** Start Supplied records **
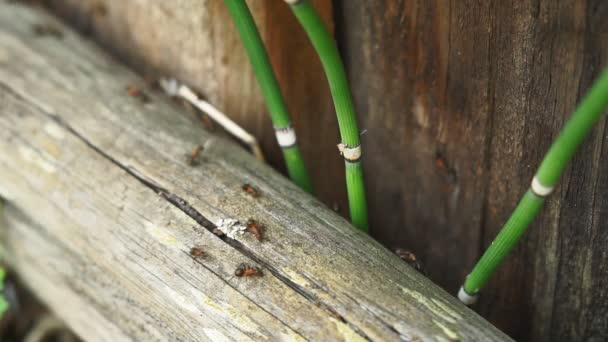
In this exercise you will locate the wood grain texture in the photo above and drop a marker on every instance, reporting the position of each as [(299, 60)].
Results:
[(104, 208), (196, 42), (462, 99)]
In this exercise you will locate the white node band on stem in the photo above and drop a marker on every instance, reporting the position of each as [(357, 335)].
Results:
[(351, 154), (540, 189), (466, 298)]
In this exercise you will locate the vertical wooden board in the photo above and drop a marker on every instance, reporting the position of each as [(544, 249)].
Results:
[(425, 107), (549, 54), (485, 87), (196, 42)]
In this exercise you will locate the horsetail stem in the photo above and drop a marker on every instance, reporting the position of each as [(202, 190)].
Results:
[(3, 301), (572, 135), (347, 122), (279, 114)]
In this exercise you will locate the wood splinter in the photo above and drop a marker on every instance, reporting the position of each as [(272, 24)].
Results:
[(248, 271)]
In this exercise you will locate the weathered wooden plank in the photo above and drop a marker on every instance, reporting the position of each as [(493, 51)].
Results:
[(196, 42), (426, 113), (98, 182), (487, 85)]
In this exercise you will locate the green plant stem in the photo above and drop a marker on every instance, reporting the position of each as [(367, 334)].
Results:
[(575, 131), (3, 301), (270, 88), (347, 122)]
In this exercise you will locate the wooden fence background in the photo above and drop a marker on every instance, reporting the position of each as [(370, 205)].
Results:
[(460, 100)]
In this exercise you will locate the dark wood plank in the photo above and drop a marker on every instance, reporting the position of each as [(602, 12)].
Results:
[(100, 189), (495, 81)]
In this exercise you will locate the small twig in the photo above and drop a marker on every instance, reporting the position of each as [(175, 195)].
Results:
[(174, 88)]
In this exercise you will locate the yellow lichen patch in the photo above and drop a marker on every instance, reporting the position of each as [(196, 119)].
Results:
[(243, 322), (216, 335)]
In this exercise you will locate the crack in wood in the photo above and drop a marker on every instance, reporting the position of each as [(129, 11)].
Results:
[(189, 210)]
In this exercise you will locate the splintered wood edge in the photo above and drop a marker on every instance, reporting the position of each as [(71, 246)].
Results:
[(99, 183)]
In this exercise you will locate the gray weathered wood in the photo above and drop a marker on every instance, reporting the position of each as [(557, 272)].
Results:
[(196, 41), (103, 209), (463, 99)]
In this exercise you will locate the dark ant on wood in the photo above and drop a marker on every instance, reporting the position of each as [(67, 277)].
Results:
[(194, 159), (135, 92), (198, 252), (256, 228), (411, 259), (249, 189), (248, 271)]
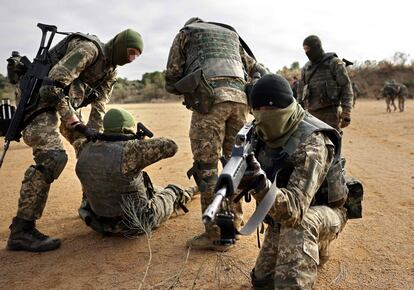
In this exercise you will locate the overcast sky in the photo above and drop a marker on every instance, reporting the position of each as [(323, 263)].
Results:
[(274, 30)]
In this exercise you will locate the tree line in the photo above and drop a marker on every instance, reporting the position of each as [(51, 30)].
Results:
[(369, 75)]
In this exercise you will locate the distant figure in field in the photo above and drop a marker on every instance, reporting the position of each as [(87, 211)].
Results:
[(402, 95)]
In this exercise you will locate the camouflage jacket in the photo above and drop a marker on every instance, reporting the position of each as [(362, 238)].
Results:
[(80, 56), (176, 64), (310, 163), (328, 86)]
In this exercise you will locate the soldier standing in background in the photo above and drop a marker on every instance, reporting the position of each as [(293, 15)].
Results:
[(327, 90), (298, 159), (208, 65), (79, 61)]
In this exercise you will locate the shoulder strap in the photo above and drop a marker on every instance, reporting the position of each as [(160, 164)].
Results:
[(242, 42)]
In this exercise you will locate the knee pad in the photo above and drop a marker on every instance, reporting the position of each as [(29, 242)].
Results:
[(203, 178), (51, 163)]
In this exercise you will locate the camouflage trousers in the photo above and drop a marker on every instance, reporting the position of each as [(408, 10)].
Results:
[(146, 212), (211, 136), (290, 255), (50, 159), (330, 115)]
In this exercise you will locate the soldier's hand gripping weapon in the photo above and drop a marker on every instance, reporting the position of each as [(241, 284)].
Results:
[(30, 84), (218, 211)]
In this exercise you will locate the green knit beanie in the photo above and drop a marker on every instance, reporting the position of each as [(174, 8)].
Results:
[(117, 46), (119, 121)]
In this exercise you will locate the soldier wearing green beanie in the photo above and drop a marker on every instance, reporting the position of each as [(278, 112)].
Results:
[(124, 46), (325, 87), (114, 183), (80, 62), (209, 67)]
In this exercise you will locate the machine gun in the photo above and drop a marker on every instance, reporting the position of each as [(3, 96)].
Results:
[(218, 211), (29, 86)]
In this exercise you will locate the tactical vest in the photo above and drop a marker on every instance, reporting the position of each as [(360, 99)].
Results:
[(93, 74), (322, 88), (277, 161), (214, 49), (99, 170)]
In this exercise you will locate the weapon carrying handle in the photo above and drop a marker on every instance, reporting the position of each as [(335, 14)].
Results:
[(43, 50)]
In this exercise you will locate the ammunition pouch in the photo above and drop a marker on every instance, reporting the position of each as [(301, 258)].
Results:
[(355, 197), (330, 92), (305, 94), (51, 164), (15, 69), (148, 185), (337, 188), (198, 94)]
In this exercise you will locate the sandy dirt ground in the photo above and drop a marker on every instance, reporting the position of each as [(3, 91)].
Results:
[(376, 252)]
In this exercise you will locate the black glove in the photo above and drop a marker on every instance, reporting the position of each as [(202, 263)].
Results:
[(254, 177), (89, 133)]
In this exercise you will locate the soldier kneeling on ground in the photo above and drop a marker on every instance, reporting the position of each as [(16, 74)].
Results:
[(298, 163), (118, 195)]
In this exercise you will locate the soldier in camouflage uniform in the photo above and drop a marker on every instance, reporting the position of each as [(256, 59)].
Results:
[(300, 155), (225, 67), (389, 92), (327, 91), (78, 61), (111, 173)]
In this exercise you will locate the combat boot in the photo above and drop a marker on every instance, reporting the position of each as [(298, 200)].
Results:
[(25, 237)]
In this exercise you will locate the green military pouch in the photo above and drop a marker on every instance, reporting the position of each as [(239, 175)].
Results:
[(355, 197), (198, 94)]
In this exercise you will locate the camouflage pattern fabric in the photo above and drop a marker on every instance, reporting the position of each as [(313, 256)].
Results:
[(212, 134), (330, 86), (42, 135), (80, 55), (290, 253)]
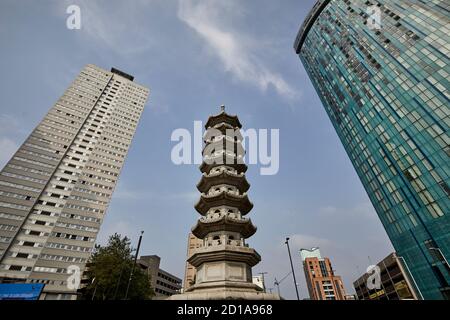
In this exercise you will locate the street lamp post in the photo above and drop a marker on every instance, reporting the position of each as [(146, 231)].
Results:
[(134, 265), (292, 267), (263, 280), (442, 255), (412, 277)]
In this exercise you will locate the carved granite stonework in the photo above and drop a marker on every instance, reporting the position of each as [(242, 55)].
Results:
[(224, 262)]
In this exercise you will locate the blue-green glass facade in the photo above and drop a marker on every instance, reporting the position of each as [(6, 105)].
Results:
[(386, 90)]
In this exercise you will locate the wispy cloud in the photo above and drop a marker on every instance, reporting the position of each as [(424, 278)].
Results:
[(103, 22), (238, 56), (125, 193), (363, 210)]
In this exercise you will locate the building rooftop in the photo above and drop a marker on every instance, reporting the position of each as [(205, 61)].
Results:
[(310, 253), (122, 74), (307, 24)]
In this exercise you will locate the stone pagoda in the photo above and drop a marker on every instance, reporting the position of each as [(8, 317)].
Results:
[(224, 261)]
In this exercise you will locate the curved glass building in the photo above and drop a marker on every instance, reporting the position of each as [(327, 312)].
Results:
[(381, 69)]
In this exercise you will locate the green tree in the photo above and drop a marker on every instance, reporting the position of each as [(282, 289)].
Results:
[(109, 269)]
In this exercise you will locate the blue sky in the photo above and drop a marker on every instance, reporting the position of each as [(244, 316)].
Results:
[(195, 56)]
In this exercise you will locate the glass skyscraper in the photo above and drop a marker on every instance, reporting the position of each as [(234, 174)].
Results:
[(381, 69)]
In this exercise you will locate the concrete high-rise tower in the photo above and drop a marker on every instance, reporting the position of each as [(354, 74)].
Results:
[(381, 69), (55, 190), (223, 263)]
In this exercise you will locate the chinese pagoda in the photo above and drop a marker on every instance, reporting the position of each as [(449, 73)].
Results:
[(224, 262)]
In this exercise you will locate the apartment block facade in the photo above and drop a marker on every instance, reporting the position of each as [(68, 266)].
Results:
[(162, 282), (322, 283), (55, 190), (189, 274)]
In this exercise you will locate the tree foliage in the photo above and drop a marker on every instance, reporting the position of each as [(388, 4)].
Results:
[(109, 270)]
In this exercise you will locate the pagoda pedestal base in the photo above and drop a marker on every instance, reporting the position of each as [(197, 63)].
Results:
[(225, 294), (225, 290)]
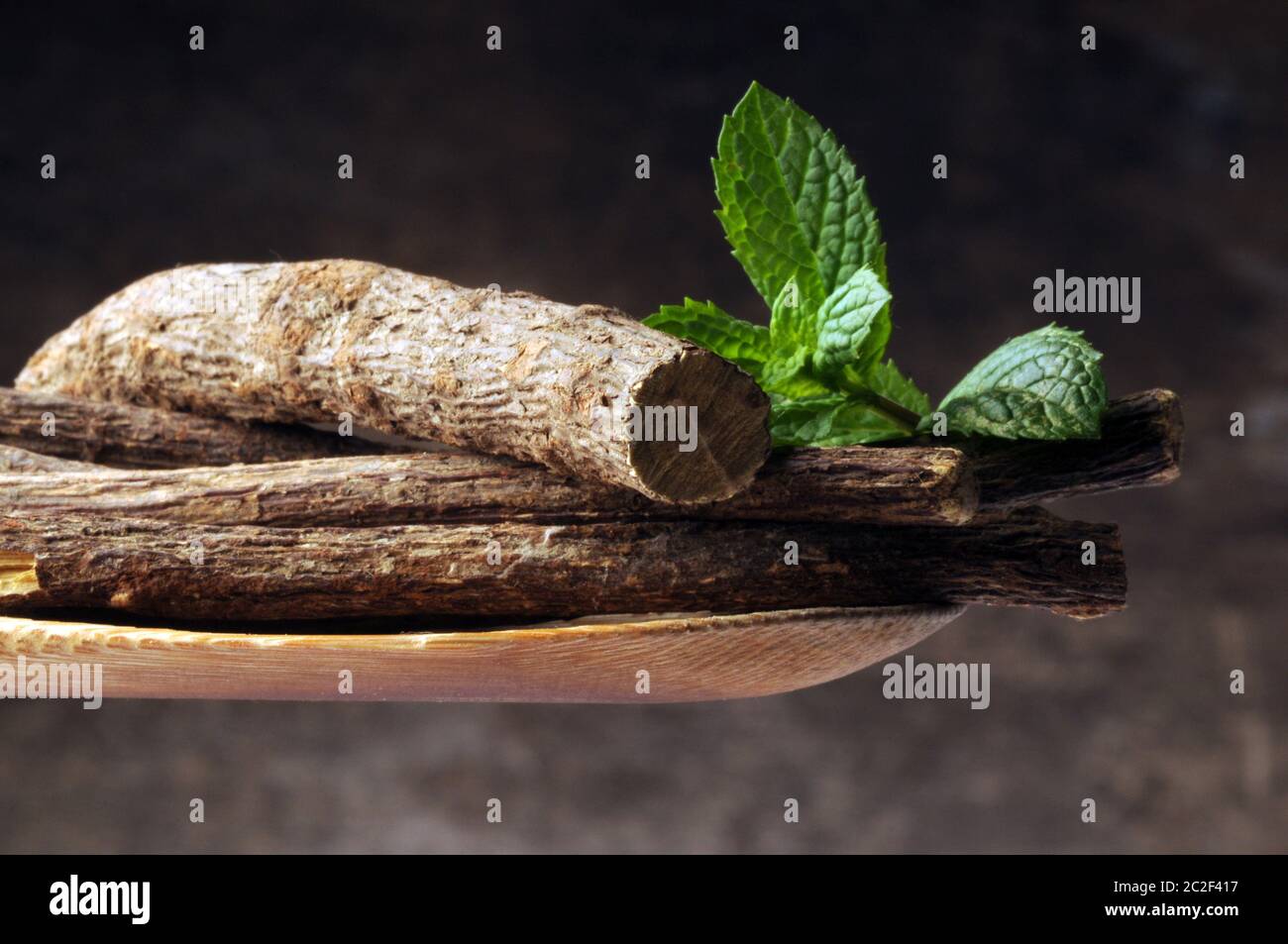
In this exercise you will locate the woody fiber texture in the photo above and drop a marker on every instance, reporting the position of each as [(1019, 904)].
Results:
[(531, 571), (503, 372)]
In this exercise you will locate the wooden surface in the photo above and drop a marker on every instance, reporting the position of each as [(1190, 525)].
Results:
[(871, 485), (688, 659), (492, 371), (528, 572)]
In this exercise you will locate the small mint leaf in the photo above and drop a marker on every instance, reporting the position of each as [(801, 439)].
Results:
[(791, 202), (707, 326), (1041, 385), (832, 420), (887, 380), (790, 374), (853, 326)]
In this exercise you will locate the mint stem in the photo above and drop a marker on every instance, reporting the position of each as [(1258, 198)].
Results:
[(901, 416)]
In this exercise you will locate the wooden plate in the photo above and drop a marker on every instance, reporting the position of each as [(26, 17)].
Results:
[(688, 659)]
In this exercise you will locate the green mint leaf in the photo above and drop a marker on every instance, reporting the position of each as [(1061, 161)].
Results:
[(853, 326), (790, 374), (1041, 385), (704, 325), (793, 205), (885, 380), (791, 320), (833, 420)]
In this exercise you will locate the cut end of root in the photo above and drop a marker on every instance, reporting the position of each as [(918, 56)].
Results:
[(702, 429), (18, 575)]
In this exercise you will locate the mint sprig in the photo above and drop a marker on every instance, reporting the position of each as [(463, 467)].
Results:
[(802, 224)]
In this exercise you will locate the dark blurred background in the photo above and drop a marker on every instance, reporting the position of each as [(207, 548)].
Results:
[(518, 167)]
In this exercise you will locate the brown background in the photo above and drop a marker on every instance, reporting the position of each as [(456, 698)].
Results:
[(518, 167)]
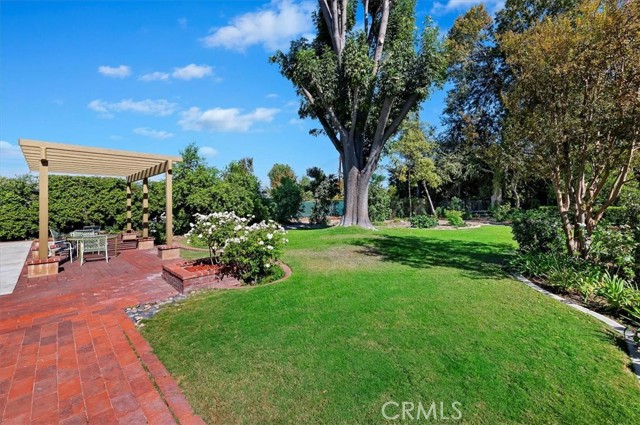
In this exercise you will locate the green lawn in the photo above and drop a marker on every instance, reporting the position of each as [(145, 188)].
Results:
** End Supplied records **
Direction: Swap "drop a marker" for "place a pin" throughout the records, beginning at their start and stopping after the line that contains "[(243, 322), (216, 335)]", and give those lines again with everything else unchanged. Leave the pictures out of your answer.

Output for this task:
In this exercise you will locate the wood grain texture in the photo above and place a pin on every instance, reporting the position of each as [(299, 60)].
Results:
[(104, 208), (196, 42), (462, 99)]
In this exercise you will locate the white node band on stem in the photo above and place a pin on every instance, reporting the position of each as [(357, 335)].
Results:
[(351, 154), (540, 189), (466, 298)]
In this exercise you will locate the vertical wooden board in the photo above and place a pin on every instance, reporting the position of each as [(544, 249)].
Results:
[(425, 107), (549, 54), (485, 87), (196, 42)]
In this exercise you will locate the horsetail stem in the photo above and place a pin on every instance, reporting the position of each as [(202, 190)].
Results:
[(3, 301), (572, 135), (347, 122), (279, 114)]
In this exercise you will locate the wood splinter in the photo above and place a pin on every instance, reporting the position of each as [(272, 24)].
Results:
[(248, 271)]
In this exercise you will locate the weathered wooden plank in the photo above and place a pin on every instance, reporting the position of each as [(493, 51)].
Results:
[(196, 42), (426, 113), (98, 182), (487, 85)]
In this exercise you will locate the green plant stem in the photo above and place a pin on every instance, reporting the position of each as [(367, 334)].
Results:
[(575, 131), (3, 301), (270, 88), (347, 122)]
In this exercise you will locate the wooden fence background in the photo above and place a pin on every instance, reporting the position of each as [(370, 205)].
Results:
[(460, 100)]
In this exercise you will locate the dark wood plank in the photo above and place a pin on every instance, reporting the position of each as [(602, 12)].
Results:
[(100, 189), (495, 81)]
In this exercise you will locate the small twig in the photo above and place a pin on every instance, reporting the position of each as [(175, 195)].
Results:
[(174, 88)]
In this exercise you will locate the yellow lichen patch in the photo above and place a pin on every instance, reporting the position of each as [(196, 119)].
Results:
[(243, 322), (216, 335)]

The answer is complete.